Texto del documento →
----------
CIUDAD DEL VATICANO, 1 septiembre 2001 (ZENIT.org).- Del 31 de agosto al 7 de septiembre se celebra en Durban (Sudáfrica) la Conferencia mundial contra el racismo, la discriminación racial, la xenofobia y otras formas de intolerancia. La Santa Sede, consciente de la importancia del tema afrontado en esta Conferencia, es representada por una importante delegación. En esta ocasión, se distribuirá a los participantes la segunda edición del documento titulado «La Iglesia frente al racismo - Por una sociedad más fraterna». Este documento ha sido publicado por primera vez por el Consejo Pontificio para la Justicia y la Paz a petición del Santo Padre en 1998. El Consejo, teniendo presente por una parte un contexto internacional en plena evolución y por otra los principales temas de la Conferencia, ha añadido al inicio de la edición de este año una actualización introductiva con nuevas reflexiones sobre la cuestión [...].
La contribución de la Iglesia: perdón y reconciliación
En este contexto, es posible interrogarse sobre la contribución específica que la Iglesia católica está llamada a ofrecer, no sólo a toda la Conferencia de Durban, sino más generalmente a la lucha contra el racismo, la discriminación racial, la xenofobia y la intolerancia.
La primera repuesta obligada es que del corazón del hombre nacen homicidios, maldad, envidia, y soberbia (Marcos 7,21) y, por tanto, a este nivel la contribución de la Iglesia es particularmente importante e insustituible, con sus constantes llamamientos a la conversión personal. De hecho, hay que dirigirse ante todo y sobre todo al corazón del hombre, pues hay que purificar continuamente el corazón para que ya no sea el miedo o el espíritu de dominio los que le subyuguen, sino más bien la apertura hacia el otro, la fraternidad y la solidaridad. Aquí está el papel fundamental de las religiones y, en particular, de la fe cristiana, que enseña la dignidad de todo ser humano y la unidad del género humano. Y, si la guerra o situaciones graves tuvieran que hacer de otro hombre, un enemigo, el primer y más radical mandamiento cristiano es precisamente el del amor al enemigo y el de responder al mal con el bien.
Al cristiano no le está permitido tener propósitos y comportamientos racistas o discriminatorios, aunque por desgracia no siempre es así en la práctica ni lo ha sido siempre ha través de la historia. En este sentido, el Papa Juan Pablo II ha querido caracterizar el Jubileo del año 2000 con «peticiones de perdón» repetidas en nombre de la Iglesia, para que la memoria de la Iglesia fuera purificada de «toda forma de antitestimonio y escándalo» acaecidos en el pasado milenio (Juan Pablo II, carta apostólica «Tertio Millennio Adveniente», n.33). En ciertas ocasiones, puede suceder que el mal sobrevive a quien lo ha realizado, a través de las consecuencias de los comportamientos, y éstos últimos pueden convertirse en un pesado fardo que pesa sobre la conciencia y la memoria de los descendientes. Entonces se hace necesaria una purificación de la memoria: «Purificar la memoria significa eliminar de la conciencia personal y común todas las formas de resentimiento y de violencia que la herencia del pasado haya dejado, sobre la base de un juicio histórico-teológico nuevo y riguroso, que funda un posterior comportamiento moral renovado [...] con vistas al crecimiento de la reconciliación en la verdad, en la justicia y en la caridad entre los seres humanos y, en particular, entre la Iglesia y las diversas comunidades religiosas, culturales o civiles con las que entra en relación» (Comisión Teológica Internacional, «Memoria y reconciliación - La Iglesia y las culpas del pasado», capítulo V, 1).
----------
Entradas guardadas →

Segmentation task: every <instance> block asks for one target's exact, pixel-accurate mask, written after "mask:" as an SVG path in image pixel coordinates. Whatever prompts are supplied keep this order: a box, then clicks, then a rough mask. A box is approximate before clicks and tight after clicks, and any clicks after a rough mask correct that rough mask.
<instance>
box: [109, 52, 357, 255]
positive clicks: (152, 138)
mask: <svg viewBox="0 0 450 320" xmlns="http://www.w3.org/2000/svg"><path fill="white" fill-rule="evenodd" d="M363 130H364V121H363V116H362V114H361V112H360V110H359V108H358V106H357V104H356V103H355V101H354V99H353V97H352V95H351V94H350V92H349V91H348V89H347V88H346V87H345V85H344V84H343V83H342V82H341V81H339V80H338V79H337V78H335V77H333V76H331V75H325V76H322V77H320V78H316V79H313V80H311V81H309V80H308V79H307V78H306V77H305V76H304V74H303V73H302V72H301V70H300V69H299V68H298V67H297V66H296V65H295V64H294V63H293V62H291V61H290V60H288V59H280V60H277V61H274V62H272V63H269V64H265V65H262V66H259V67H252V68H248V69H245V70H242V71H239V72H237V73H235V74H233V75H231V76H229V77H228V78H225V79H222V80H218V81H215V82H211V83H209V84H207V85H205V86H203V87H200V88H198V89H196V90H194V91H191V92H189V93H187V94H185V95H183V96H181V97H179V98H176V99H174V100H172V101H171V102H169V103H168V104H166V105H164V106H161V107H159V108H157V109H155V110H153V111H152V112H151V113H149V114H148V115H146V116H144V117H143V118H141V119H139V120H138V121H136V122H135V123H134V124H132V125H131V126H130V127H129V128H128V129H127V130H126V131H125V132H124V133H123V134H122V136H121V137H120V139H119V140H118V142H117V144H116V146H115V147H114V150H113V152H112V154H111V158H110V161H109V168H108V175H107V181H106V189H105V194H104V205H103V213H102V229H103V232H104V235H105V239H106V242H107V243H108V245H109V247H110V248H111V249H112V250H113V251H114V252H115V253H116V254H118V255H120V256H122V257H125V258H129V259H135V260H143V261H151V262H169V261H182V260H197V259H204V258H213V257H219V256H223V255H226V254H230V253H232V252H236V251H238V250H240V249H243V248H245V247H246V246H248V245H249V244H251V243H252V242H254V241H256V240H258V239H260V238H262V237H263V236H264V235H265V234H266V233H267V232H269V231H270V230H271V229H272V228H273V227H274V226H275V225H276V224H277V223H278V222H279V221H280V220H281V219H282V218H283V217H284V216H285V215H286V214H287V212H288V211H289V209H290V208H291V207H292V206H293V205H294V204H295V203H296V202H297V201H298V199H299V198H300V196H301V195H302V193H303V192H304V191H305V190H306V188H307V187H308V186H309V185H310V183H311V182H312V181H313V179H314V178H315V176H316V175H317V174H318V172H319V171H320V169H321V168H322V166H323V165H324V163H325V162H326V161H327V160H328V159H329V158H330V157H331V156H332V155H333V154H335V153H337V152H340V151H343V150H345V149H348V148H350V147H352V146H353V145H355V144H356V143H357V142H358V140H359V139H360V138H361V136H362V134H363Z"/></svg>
----------
Ejercicios propuestos →
(A) Responda estas preguntas a partir del texto sobre la Conferencia de Durban:
(i) ¿Entre qué fechas se celebra la Conferencia?
(ii) ¿Qué organismo publicó por primera vez «La Iglesia frente al racismo - Por una sociedad más fraterna», y en qué año?
(iii) ¿Con qué quiso caracterizar Juan Pablo II el Jubileo del año 2000?
(B) Escriba la continuación del texto sobre la Conferencia de Durban a partir de su última oración.

Respuestas numeradas →
(A)
(i) Del 31 de agosto al 7 de septiembre.
(ii) El Consejo Pontificio para la Justicia y la Paz, en 1998.
(iii) Con «peticiones de perdón» repetidas en nombre de la Iglesia.

(B)
La petición de perdón afecta, en primer lugar, a la vida de los cristianos que forman parte de la Iglesia; sin embargo «es legítimo esperar que los responsables políticos y los pueblos, en especial los involucrados en conflictos dramáticos, alimentados por el odio y por el recuerdo de heridas con frecuencia antiguas, se dejen guiar por el espíritu de perdón y de reconciliación testimoniado por la Iglesia y se esfuercen por resolver los contrastes a través de un diálogo leal y abierto» (Juan Pablo II, «Discurso a los participantes al Congreso sobre la Inquisición», 31 de octubre de 1998, «Enseñanzas de Juan Pablo II», volumen XXI,2, 1998, p.900).
La cuestión de la reparación
Acto de amor gratuito, el perdón tiene sus exigencias: es necesario reconocer el mal que se ha hecho y, en la medida de lo posible, poner remedio. La primera exigencia, por tanto, es el respeto de la verdad. La mentira, la deslealtad, la corrupción, al manipulación ideológica o política hacen imposible la estabilización de relaciones sociales pacíficas. Aquí reside la importancia de procedimientos que permitan establecer la verdad, procedimientos necesarios pero delicados, pues la búsqueda de la verdad corre el riesgo de transformarse en sed de venganza. A la exigencia de la verdad se le añade otra: la justicia. Dado que «El perdón, lejos de excluir la búsqueda de la verdad, la exige. El mal cometido debe ser reconocido y, en lo posible, reparado. Precisamente esta exigencia ha llevado a establecer en varias partes del mundo, ante los abusos entre grupos étnicos o naciones, procedimientos oportunos de búsqueda de la verdad, como primer paso hacia la reconciliación» (Juan Pablo II, «Mensaje para la Jornada Mundial de la Paz», 1 de enero de 1997, n. 5).
La Santa Sede es bien consciente de la importancia y, al mismo tiempo, de la delicadeza de los problemas ligados a la «exigencia de reparación», especialmente cuando se traducen en peticiones de indemnización. El debate que recientemente ha dividido a algunos Estados miembros de las Naciones Unidas en el momento de la adopción del orden del día provisional de la Conferencia de Durban es un ulterior testimonio. No le corresponde a la Iglesia proponer una solución técnica a un problema tan complejo. Sin embargo, la Santa Sede expresa la convicción de que hay que mirar cada vez más hacia el pasado con una memoria purificada para afrontar serenamente el futuro.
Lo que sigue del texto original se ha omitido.